• _SHORT TASK 1_
Reproduce the stretch of the Elasticsearch aggregation thread from "Now all I want" through "not nested datatype.".
• _SHORT TASK 2_
Resume the Elasticsearch aggregation thread, starting right after its final sentence.

• _GIVEN PASSAGE_
● ● ● ● ● ● ●

1

Documents Structure

Doc_1 {
"title":"hello",
"myObject":{
 "key1":"value1",
 "key2":"value2"
 }
}
Doc_2 {
"title":"hello world",
"myObject":{
 "key2":"value4",
 "key3":"value3"
 }
}
Doc_3 {
"title":"hello world2",
"myObject":{
 "key1":"value1",
 "key3":"value3"
 }
}

Information: myObject contains dynamic key-value pair.

Objective: My objective is to write an aggregation query to return the number of unique all dynamic key-value pairs.

Attempt and explanation: I can easily get results for known keys in this way.

       {
        "size":0,
        "query":{
               "match":{"title":"hello"}
                },
        "aggs":{
               "key1Agg":{
                    "terms":{"field":"myObject.key1.keyword"}
                },
               "key2Agg":{
                    "terms":{"field":"myObject.key2.keyword"}
                },
               "key3Agg":{
                    "terms":{"field":"myObject.key3.keyword"}
               }
              }
          }

This is the typical result of the above hardcoded nested keys aggregation.

{
...
"aggregations": {
    "key1Agg": {
        ...        
        "buckets": [
            {
                "key": "value1",
                "doc_count": 2
            }

        ]
    },
    "key2Agg": {
        ...
        "buckets": [
            {
                "key": "value2",
                "doc_count": 1
            },
            {
                "key": "value4",
                "doc_count": 1
            }

        ]
    },
    "key3Agg": {
       ...
        "buckets": [
            {
                "key": "value3",
                "doc_count": 2
            }

        ]
    }
}

}

Now all I want is to return the count of all dynamic key-value pairs, i.e without putting any hardcore key names in an aggregation query.

I am using ES 6.3, Thanks in Advance!!

nikhil024
  • 435
  • 5
  • 19

1 Answers1

2

From the information you have provided, it appears that myObject seems to be of object datatype and not nested datatype.

● ● ● ● ● ● ●

[Point labeling data from photos]

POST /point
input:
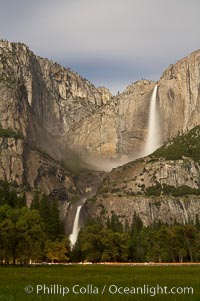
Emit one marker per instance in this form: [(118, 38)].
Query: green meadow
[(93, 282)]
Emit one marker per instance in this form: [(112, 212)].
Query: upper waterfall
[(153, 137), (76, 227)]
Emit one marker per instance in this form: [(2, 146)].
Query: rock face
[(123, 192), (53, 122), (179, 96)]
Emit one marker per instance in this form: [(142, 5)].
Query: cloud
[(86, 32)]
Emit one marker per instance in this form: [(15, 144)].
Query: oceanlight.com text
[(109, 289)]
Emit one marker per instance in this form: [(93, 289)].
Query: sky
[(112, 43)]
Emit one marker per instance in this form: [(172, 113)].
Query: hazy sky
[(110, 42)]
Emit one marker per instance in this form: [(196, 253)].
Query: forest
[(36, 234)]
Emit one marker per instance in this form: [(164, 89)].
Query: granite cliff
[(164, 186), (54, 123)]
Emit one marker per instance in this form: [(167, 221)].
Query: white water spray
[(153, 139), (76, 227)]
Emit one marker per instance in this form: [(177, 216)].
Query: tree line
[(36, 234), (136, 243), (30, 234)]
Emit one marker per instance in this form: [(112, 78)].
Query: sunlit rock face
[(59, 122)]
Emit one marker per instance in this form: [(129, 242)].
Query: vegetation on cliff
[(185, 145)]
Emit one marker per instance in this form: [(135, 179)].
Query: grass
[(14, 279)]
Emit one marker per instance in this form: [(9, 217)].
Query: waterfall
[(76, 227), (153, 140)]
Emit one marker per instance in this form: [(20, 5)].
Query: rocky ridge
[(59, 123)]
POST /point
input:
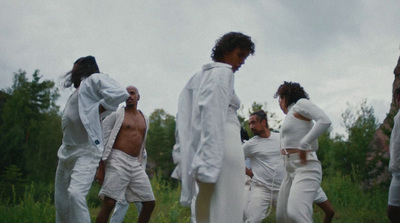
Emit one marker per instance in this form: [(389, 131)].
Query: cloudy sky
[(341, 51)]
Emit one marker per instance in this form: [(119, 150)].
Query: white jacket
[(111, 126), (94, 90), (202, 112)]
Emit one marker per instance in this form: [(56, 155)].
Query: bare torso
[(131, 134)]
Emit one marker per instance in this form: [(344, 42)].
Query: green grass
[(350, 202)]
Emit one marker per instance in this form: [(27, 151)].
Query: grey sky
[(340, 51)]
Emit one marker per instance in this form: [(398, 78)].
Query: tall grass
[(350, 201)]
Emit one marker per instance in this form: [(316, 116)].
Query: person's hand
[(303, 157)]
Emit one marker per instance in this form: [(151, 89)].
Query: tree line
[(30, 127)]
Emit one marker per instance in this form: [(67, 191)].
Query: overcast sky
[(341, 51)]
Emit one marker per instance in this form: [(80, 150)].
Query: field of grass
[(350, 202)]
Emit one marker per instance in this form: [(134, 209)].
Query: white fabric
[(200, 127), (125, 179), (111, 126), (98, 89), (77, 163), (74, 176), (223, 202), (74, 132), (266, 160), (298, 189), (296, 133), (394, 148), (122, 207), (394, 191)]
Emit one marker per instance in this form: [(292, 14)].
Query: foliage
[(160, 141), (30, 126)]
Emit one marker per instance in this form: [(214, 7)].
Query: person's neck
[(131, 109), (265, 134)]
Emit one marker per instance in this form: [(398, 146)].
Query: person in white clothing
[(299, 136), (125, 179), (121, 207), (96, 95), (394, 162), (264, 153), (208, 148)]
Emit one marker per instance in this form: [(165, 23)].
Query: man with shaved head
[(120, 171)]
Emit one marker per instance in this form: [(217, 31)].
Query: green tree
[(160, 142), (358, 153), (30, 126)]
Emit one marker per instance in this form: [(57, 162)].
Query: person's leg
[(145, 213), (119, 212), (105, 211), (306, 182), (61, 196), (203, 202), (328, 210), (394, 199), (259, 201), (82, 177)]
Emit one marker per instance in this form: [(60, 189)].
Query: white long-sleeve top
[(94, 90), (301, 134), (266, 160), (202, 114), (394, 146), (111, 126)]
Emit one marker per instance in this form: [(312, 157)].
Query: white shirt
[(111, 126), (394, 147), (266, 160), (202, 114), (301, 134)]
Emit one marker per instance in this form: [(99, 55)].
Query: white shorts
[(394, 191), (125, 179)]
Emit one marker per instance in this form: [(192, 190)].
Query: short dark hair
[(291, 92), (230, 41), (261, 115), (83, 67)]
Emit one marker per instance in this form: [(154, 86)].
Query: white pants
[(74, 176), (120, 211), (260, 198), (298, 189), (394, 191), (223, 202)]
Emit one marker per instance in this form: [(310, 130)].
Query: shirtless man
[(120, 171)]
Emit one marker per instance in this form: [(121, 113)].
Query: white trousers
[(260, 198), (74, 176), (120, 211), (298, 189), (223, 202)]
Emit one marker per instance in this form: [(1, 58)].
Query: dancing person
[(125, 133), (82, 142), (299, 136), (394, 162), (208, 148)]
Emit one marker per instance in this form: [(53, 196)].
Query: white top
[(266, 160), (74, 132), (94, 90), (394, 148), (205, 104), (111, 126), (301, 134)]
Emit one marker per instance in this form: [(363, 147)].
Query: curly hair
[(230, 41), (261, 115), (291, 91), (83, 67)]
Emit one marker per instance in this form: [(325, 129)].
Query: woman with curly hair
[(208, 147), (303, 124)]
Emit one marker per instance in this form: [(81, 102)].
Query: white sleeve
[(322, 122), (214, 101)]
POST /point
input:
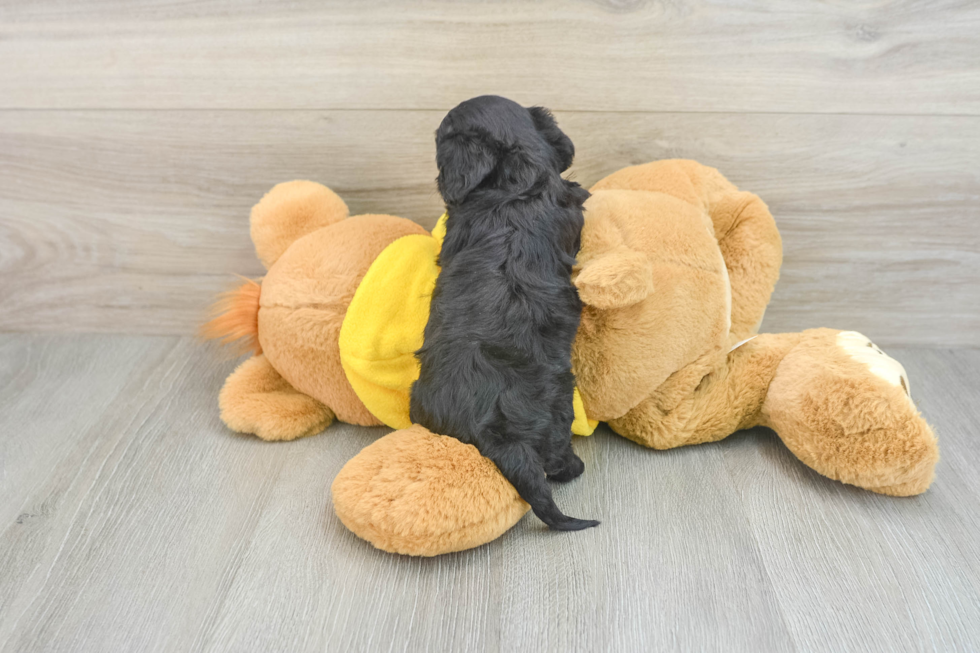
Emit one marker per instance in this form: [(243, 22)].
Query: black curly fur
[(496, 363)]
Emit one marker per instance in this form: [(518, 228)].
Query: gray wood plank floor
[(131, 519)]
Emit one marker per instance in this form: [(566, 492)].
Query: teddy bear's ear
[(618, 278)]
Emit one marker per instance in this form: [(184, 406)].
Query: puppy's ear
[(562, 144), (464, 160)]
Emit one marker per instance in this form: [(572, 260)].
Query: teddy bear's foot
[(844, 408), (417, 493), (255, 399)]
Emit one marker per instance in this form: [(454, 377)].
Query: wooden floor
[(134, 521)]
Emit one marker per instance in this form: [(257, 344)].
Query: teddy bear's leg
[(845, 409), (255, 399), (838, 403), (417, 493), (288, 212)]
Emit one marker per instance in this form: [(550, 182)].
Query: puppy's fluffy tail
[(518, 463), (235, 318)]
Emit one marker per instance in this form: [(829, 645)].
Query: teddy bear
[(675, 271)]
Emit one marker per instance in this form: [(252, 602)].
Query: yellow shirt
[(384, 327)]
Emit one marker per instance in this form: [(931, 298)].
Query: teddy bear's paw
[(256, 399), (417, 493)]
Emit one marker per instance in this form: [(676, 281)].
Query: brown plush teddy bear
[(675, 271)]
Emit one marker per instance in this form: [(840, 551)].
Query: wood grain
[(893, 57), (133, 520), (131, 221)]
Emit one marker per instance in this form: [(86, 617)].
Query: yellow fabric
[(384, 326)]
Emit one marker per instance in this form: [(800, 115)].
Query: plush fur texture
[(235, 319), (652, 355), (255, 399), (496, 366), (288, 212), (417, 493)]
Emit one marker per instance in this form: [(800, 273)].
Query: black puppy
[(496, 362)]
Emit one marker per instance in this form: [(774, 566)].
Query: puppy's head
[(493, 142)]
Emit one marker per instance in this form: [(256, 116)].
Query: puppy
[(496, 364)]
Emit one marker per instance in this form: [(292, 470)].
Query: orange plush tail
[(235, 318)]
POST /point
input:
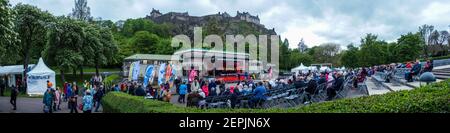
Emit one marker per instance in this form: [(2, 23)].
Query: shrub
[(433, 98)]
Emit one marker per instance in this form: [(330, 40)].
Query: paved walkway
[(31, 105)]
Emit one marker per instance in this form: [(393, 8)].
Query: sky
[(316, 21)]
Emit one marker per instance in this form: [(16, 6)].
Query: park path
[(31, 105)]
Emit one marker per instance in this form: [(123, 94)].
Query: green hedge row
[(432, 98)]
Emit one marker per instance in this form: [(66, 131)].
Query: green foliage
[(8, 36), (31, 24), (349, 58), (428, 99), (63, 46), (408, 47), (375, 52)]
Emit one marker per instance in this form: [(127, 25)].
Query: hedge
[(434, 98)]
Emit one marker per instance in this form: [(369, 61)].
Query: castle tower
[(302, 46)]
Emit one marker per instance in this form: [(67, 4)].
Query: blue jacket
[(87, 102), (259, 92), (183, 89)]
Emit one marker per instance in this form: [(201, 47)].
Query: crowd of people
[(412, 69), (91, 94)]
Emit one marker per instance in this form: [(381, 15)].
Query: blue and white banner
[(136, 70), (161, 73), (148, 75)]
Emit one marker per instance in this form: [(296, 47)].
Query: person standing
[(14, 93), (258, 95), (48, 101), (87, 102), (182, 92), (99, 96), (57, 98)]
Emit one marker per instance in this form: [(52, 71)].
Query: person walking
[(99, 96), (87, 102), (14, 93), (2, 86), (57, 98), (48, 101), (182, 92)]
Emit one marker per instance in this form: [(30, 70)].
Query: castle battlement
[(244, 16)]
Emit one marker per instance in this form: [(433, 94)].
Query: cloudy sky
[(316, 21)]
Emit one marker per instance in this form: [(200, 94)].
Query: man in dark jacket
[(337, 86), (140, 91), (2, 86), (14, 93), (98, 97)]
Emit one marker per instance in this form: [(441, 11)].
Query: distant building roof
[(150, 57)]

● ● ● ● ● ● ●

• _TASK RESPONSE 1_
Now all I want is to return the count of all dynamic key-value pairs, i.e without putting any hardcore key names in an aggregation query.

I am using ES 6.3, Thanks in Advance!!

nikhil024
  • 435
  • 5
  • 19

1 Answers1

2

From the information you have provided, it appears that myObject seems to be of object datatype and not nested datatype.

• _TASK RESPONSE 2_
Well, there is no easy way to do without modifying the data you have, what you can do and possibly the simplest solution would be is to include an additional field say let's call it as myObject_list which would be of type keyword where the documents would be as follows:

Sample Documents:

POST test_index/_doc/1
{
 "title":"hello",
  "myObject":{
   "key1":"value1",
   "key2":"value2"
  },
  "myObject_list": ["key1_value1", "key2_value2"]     <--- Note this
}

POST test_index/_doc/2
{
 "title":"hello world",
  "myObject":{
   "key2":"value4",
   "key3":"value3"
  },
  "myObject_list": ["key2_value4", "key3_value3"]     <--- Note this
}

POST test_index/_doc/3
{
 "title":"hello world2",
  "myObject":{
   "key1":"value1",
   "key3":"value3"
  },
  "myObject_list": ["key1_value1", "key3_value3"]     <--- Note this
}

You can have a query as simple as below:

Request Query:

POST test_index/_search
{
  "size": 0,
  "aggs": {
    "key_value_aggregation": {
      "terms": {
        "field": "myObject_list",              <--- Make sure this is of keyword type
        "size": 10
      }
    }
  }
}

Note that I've used Terms Aggregation over here.

Response:

{
  "took" : 406,
  "timed_out" : false,
  "_shards" : {
    "total" : 1,
    "successful" : 1,
    "skipped" : 0,
    "failed" : 0
  },
  "hits" : {
    "total" : {
      "value" : 3,
      "relation" : "eq"
    },
    "max_score" : null,
    "hits" : [ ]
  },
  "aggregations" : {
    "key_value_aggregation" : {
      "doc_count_error_upper_bound" : 0,
      "sum_other_doc_count" : 0,
      "buckets" : [
        {
          "key" : "key1_value1",
          "doc_count" : 2
        },
        {
          "key" : "key3_value3",
          "doc_count" : 2
        },
        {
          "key" : "key2_value2",
          "doc_count" : 1
        },
        {
          "key" : "key2_value4",
          "doc_count" : 1
        }
      ]
    }
  }
}

Hope this helps!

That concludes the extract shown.